• Selected passage
****************

Guest Post by Scott Reddler
Parents and kids will often not see eye-to-eye. While a child might want “five more minutes” before bed, parents want the lights out and eyes closed. Parenting can be a tough battle of wits. And the direction that most parents eventually follow is to learn how to pick your battles!
Age and development impact how a child will handle a given situation. We often hear about the ‘terrible twos,’ which often coincide with a toddler’s emergence into independence. According to Parents writer Erin Smith, “toddlers often get frazzled because they do not possess the language skills to express their feelings.”Essentially, your child is melting down as a way to express their frustration of not being able to make their needs or wants (or demands!) clearly understood.
Older kids, however, might push limits to test the waters…and see how far they can go without consequence. If parents give in to demands or manipulation tactics, kids quickly realize that these methods are a surefire way to get what they want.
However, while boundaries need to be set and consequences for misbehavior must be enacted, parents also need to be able to see their child’s point of view during certain situations. Not all misbehaviors are what they seem, and sometimes talking to kids might lead parents to discover underlying issues.
If a child feels that he or she has been misunderstood—or treated unfairly—parents may want to listen to the child’s side and hear their explanation. According to Christine Hammond, MS, LMHC, in an article for PsychCentral, “the number one complaint kids have about their parents is that they don’t listen to what they are saying.” While this might not change the outcome—or the punishment—listening to a child shows them that their voice is valued.

****************

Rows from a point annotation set
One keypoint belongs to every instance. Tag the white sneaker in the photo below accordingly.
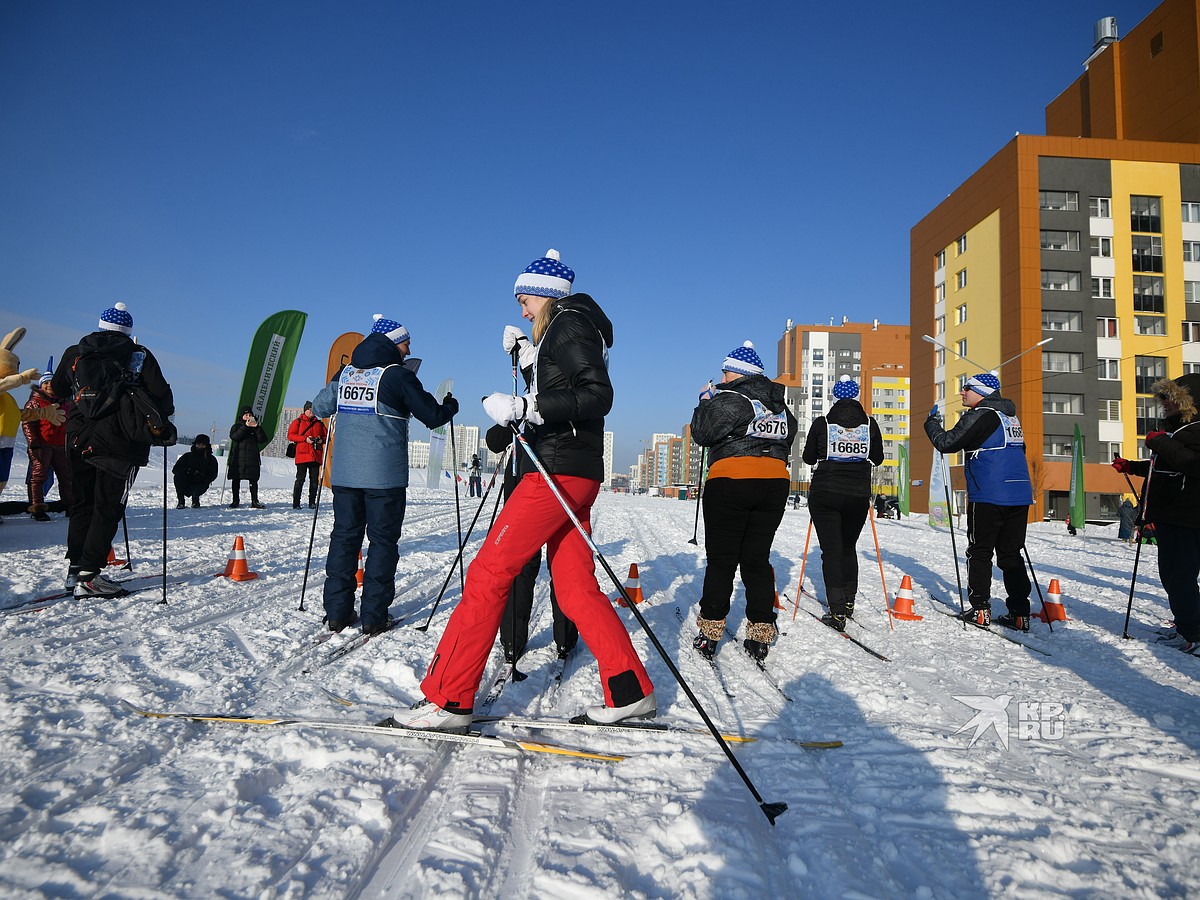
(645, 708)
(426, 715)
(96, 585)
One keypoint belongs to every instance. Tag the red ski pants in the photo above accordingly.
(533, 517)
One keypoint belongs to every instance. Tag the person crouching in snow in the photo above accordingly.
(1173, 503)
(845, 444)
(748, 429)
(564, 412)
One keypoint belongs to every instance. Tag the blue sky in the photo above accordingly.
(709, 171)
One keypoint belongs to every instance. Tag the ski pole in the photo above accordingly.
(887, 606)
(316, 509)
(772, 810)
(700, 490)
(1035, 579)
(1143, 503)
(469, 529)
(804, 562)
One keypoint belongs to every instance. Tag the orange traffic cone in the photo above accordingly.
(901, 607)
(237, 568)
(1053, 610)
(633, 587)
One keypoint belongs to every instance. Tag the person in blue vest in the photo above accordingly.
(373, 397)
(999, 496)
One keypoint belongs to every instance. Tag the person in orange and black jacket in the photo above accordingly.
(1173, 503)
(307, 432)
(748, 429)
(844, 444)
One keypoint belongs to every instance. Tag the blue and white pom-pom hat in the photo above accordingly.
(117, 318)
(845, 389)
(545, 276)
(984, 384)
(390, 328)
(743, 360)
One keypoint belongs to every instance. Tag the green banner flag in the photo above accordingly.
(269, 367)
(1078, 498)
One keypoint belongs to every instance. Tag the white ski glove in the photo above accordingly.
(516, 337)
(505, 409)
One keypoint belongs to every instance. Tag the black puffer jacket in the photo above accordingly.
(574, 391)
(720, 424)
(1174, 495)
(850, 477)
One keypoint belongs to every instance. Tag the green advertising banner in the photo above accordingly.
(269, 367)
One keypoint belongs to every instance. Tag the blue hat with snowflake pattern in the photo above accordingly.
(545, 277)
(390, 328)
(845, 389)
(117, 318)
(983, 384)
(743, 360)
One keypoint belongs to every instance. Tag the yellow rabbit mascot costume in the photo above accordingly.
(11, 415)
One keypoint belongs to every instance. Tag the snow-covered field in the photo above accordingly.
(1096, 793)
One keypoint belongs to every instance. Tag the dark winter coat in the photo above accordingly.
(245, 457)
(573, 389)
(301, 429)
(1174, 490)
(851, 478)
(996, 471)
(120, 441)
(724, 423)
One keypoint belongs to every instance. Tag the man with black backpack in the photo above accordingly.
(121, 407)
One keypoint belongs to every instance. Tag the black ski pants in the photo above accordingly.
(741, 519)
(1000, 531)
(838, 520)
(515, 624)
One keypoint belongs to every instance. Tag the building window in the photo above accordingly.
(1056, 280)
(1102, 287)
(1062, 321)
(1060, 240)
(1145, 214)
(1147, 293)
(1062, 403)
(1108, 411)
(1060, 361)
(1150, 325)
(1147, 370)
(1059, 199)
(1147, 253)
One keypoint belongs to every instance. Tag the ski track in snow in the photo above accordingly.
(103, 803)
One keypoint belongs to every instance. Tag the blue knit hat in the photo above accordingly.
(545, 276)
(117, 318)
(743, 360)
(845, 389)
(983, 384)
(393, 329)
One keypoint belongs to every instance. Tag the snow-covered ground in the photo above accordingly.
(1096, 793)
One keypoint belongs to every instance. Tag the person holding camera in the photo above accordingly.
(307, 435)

****************

• Given exercise
Print the full parenting post word for word. These rows come from a separate source and are unrelated to the parenting post.

• Complete answer
Guest Post by Scott Reddler
Parents and kids will often not see eye-to-eye. While a child might want “five more minutes” before bed, parents want the lights out and eyes closed. Parenting can be a tough battle of wits. And the direction that most parents eventually follow is to learn how to pick your battles!
Age and development impact how a child will handle a given situation. We often hear about the ‘terrible twos,’ which often coincide with a toddler’s emergence into independence. According to Parents writer Erin Smith, “toddlers often get frazzled because they do not possess the language skills to express their feelings.”Essentially, your child is melting down as a way to express their frustration of not being able to make their needs or wants (or demands!) clearly understood.
Older kids, however, might push limits to test the waters…and see how far they can go without consequence. If parents give in to demands or manipulation tactics, kids quickly realize that these methods are a surefire way to get what they want.
However, while boundaries need to be set and consequences for misbehavior must be enacted, parents also need to be able to see their child’s point of view during certain situations. Not all misbehaviors are what they seem, and sometimes talking to kids might lead parents to discover underlying issues.
If a child feels that he or she has been misunderstood—or treated unfairly—parents may want to listen to the child’s side and hear their explanation. According to Christine Hammond, MS, LMHC, in an article for PsychCentral, “the number one complaint kids have about their parents is that they don’t listen to what they are saying.” While this might not change the outcome—or the punishment—listening to a child shows them that their voice is valued.